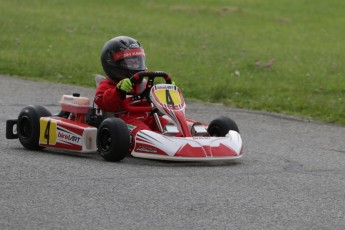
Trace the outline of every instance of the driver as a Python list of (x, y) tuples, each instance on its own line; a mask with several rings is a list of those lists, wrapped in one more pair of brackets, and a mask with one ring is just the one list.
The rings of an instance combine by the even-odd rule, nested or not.
[[(96, 89), (95, 103), (104, 111), (117, 114), (135, 135), (139, 130), (158, 131), (153, 116), (146, 113), (128, 113), (121, 107), (123, 93), (135, 93), (129, 78), (140, 71), (146, 70), (145, 52), (140, 43), (127, 36), (110, 39), (104, 44), (101, 62), (106, 80), (101, 81)], [(168, 121), (159, 118), (164, 127)]]

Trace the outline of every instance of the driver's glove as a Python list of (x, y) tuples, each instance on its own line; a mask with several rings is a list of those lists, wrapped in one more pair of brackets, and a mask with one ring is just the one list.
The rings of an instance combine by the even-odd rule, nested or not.
[(129, 93), (132, 91), (133, 86), (131, 80), (129, 80), (129, 78), (125, 78), (119, 81), (119, 83), (117, 83), (116, 88), (126, 93)]

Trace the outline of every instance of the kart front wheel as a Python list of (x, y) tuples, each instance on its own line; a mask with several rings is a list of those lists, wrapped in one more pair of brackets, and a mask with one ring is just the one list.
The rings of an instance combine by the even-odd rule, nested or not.
[(27, 149), (40, 150), (40, 118), (52, 114), (43, 106), (30, 105), (22, 109), (18, 116), (17, 132), (20, 143)]
[(240, 132), (237, 124), (231, 118), (221, 116), (211, 121), (208, 125), (207, 132), (211, 136), (225, 137), (229, 130), (234, 130), (238, 133)]
[(115, 117), (105, 119), (98, 128), (97, 147), (106, 161), (121, 161), (127, 155), (130, 134), (126, 123)]

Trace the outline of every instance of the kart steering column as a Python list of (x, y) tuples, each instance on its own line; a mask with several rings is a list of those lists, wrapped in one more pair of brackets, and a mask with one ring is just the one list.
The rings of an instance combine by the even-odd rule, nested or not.
[(155, 121), (156, 121), (156, 123), (157, 123), (157, 127), (158, 127), (159, 131), (160, 131), (161, 133), (163, 133), (164, 130), (163, 130), (162, 124), (161, 124), (161, 122), (160, 122), (160, 120), (159, 120), (159, 116), (158, 116), (157, 112), (154, 111), (155, 106), (154, 106), (153, 103), (151, 103), (151, 108), (152, 108), (152, 111), (153, 111), (153, 112), (152, 112), (152, 113), (153, 113), (153, 117), (155, 118)]

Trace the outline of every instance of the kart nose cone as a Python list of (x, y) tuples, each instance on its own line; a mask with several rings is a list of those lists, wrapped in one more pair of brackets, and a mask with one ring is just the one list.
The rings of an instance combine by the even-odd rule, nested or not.
[(136, 136), (132, 155), (171, 161), (232, 160), (242, 157), (242, 139), (236, 131), (226, 137), (169, 137), (148, 130)]

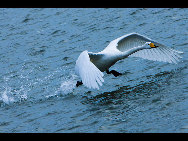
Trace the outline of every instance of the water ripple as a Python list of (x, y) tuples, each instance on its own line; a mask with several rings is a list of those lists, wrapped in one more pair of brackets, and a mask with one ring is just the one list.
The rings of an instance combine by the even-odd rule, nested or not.
[[(187, 132), (186, 8), (0, 9), (0, 132)], [(83, 50), (138, 32), (184, 52), (128, 58), (100, 90), (75, 87)], [(139, 67), (138, 67), (139, 66)]]

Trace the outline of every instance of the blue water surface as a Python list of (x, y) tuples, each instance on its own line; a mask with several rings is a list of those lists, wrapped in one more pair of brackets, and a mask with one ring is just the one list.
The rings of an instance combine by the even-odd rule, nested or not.
[[(127, 58), (99, 90), (75, 87), (79, 54), (138, 32), (178, 64)], [(1, 8), (1, 133), (188, 132), (188, 9)]]

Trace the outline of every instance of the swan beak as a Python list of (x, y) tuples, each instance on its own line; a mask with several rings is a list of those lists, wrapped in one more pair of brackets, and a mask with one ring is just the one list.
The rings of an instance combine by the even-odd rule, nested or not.
[(159, 46), (154, 45), (154, 43), (150, 43), (149, 45), (150, 45), (151, 48), (159, 47)]

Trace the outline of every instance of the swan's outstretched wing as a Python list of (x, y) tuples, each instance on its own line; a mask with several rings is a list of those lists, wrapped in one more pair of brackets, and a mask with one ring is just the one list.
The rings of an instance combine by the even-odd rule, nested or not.
[(124, 52), (133, 47), (142, 46), (146, 42), (152, 42), (152, 40), (138, 33), (130, 33), (117, 38), (116, 42), (117, 42), (117, 49)]
[(104, 82), (104, 74), (90, 61), (88, 51), (83, 51), (76, 61), (76, 74), (82, 79), (82, 83), (88, 88), (99, 89)]
[(177, 63), (179, 61), (179, 58), (182, 58), (179, 54), (183, 53), (181, 51), (176, 51), (174, 49), (171, 49), (169, 47), (166, 47), (163, 44), (160, 44), (144, 35), (140, 35), (138, 33), (131, 33), (124, 36), (121, 36), (112, 42), (107, 46), (107, 50), (112, 50), (116, 48), (117, 50), (121, 52), (126, 52), (131, 48), (142, 46), (146, 42), (152, 42), (157, 48), (152, 49), (143, 49), (139, 50), (133, 54), (130, 54), (130, 57), (141, 57), (148, 60), (153, 61), (163, 61), (163, 62), (169, 62), (169, 63)]
[(140, 50), (138, 52), (131, 54), (130, 57), (141, 57), (143, 59), (175, 64), (177, 64), (180, 61), (180, 58), (182, 58), (179, 54), (183, 52), (176, 51), (155, 41), (153, 41), (153, 43), (158, 47)]

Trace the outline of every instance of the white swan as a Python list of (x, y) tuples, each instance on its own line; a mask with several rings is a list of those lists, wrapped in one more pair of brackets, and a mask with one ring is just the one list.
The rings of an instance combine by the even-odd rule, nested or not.
[(104, 82), (102, 72), (112, 73), (114, 76), (121, 75), (115, 70), (108, 69), (118, 60), (127, 57), (141, 57), (153, 61), (177, 63), (181, 51), (168, 48), (146, 36), (138, 33), (130, 33), (113, 41), (101, 52), (92, 53), (83, 51), (78, 57), (75, 72), (82, 81), (77, 81), (76, 86), (81, 84), (88, 88), (99, 89)]

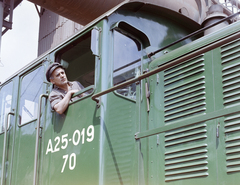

* * * * *

→ **TASK TO CARRY OUT**
From the material above, copy every line that has the word "swan" in it.

→ **RESULT BELOW**
Trace the outline of every instance of the swan beak as a Python list of (x, y) tuples, each instance on its own line; a mask with several rings is a list of those lists, wrapped in one more pair of brackets, and a mask with one ring is just the one list.
Trace the outline of every instance of the swan's outstretched wing as a Python list of (x, y) tuples, each instance on its own line; a mask with several rings is a list of those lists, wrapped in one more pair of brackets, and a mask with one ring is just the one list.
Trace the outline of every instance of the white swan as a Python list of (x, y) tuples, each instance on its own line; a mask with several rings is a list of those lists, wrapped in one more pair of brackets, and a mask with one ring is just the one list.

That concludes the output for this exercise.